*SELECTED PASSAGE:*
Posted 14 November 2012 - 12:56 PM
It sounds a lot like Etex although I can't remember if Etex has UV inhibitors in it. The quart size was the smallest amount I saw available and at $47 seems pretty expensive to me.
Posted 14 November 2012 - 02:24 PM
I've never used E-Tex, how hard is it, versus D2T or ACC?
Posted 14 November 2012 - 06:38 PM
To me, all properly cured epoxies have similar hardness. Several years ago, the big issue on TU was D2T versus ETEX. D2T is popular among bass bait builders while ETEX is favored by many musky bait builders. D2T is a thicker, one coat epoxy glue. ETEX is a thinner slow cure pour-on epoxy that contains some solvent. JMHO, ETEX tends to be more transparent and may be somewhat more impact-resistant than D2T. The downside is that ETEX usually requires multiple coats to form a thick enough clearcoat. ETEX is available at craft shops like Michaels in pint sizes. There are different "knacks" to getting a great topcoat with different epoxies. Search through the posts here on Hardbaits and the member supplied Tutorials for tips on each.

*INFORMATION SUPPLIED:*
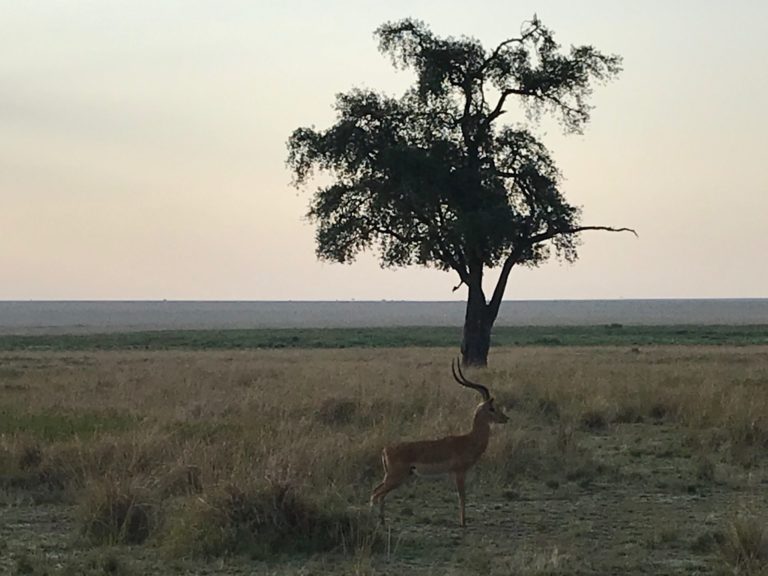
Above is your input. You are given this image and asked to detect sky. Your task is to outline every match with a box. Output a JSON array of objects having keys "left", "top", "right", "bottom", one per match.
[{"left": 0, "top": 0, "right": 768, "bottom": 300}]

*ACTIONS TO TAKE:*
1 > Answer these questions from the epoxy discussion:
(a) What price is given for the quart size?
(b) Which epoxy is popular among bass bait builders?
(c) Where is ETEX said to be available in pint sizes?
2 > Write the next part of the epoxy discussion, picking up after its final sentence.
The data has no connection to the epoxy discussion.

*OUTPUTS:*
1 >
(a) $47
(b) D2T
(c) At craft shops like Michaels

2 >
Posted 16 November 2012 - 08:12 AM
Bob hit it on the head. D2T is a glue. It's designed to set up hard, strong, and rigid, with no flexibility, which might allow a joint or some embedded hardware to creep.
Etex, and other decoupage epoxies, are designed for covering large wooden surfaces, like bars and table tops.
Since wood expands and contracts with temperature and humidity changes, those epoxies are designed to remain flexible enough to move with the wood. They typically have longer hardening times, and require at least two coats to reach the same thickness as one coat of D2T. When I used Etex, I would usually put on three coats, turning each 12 hours between coats on my ferris wheel lure turner.
The search for the "perfect" topcoat is the holy grail. I hear they're bringing back Harrison Ford and Sean Connery to do the sequel.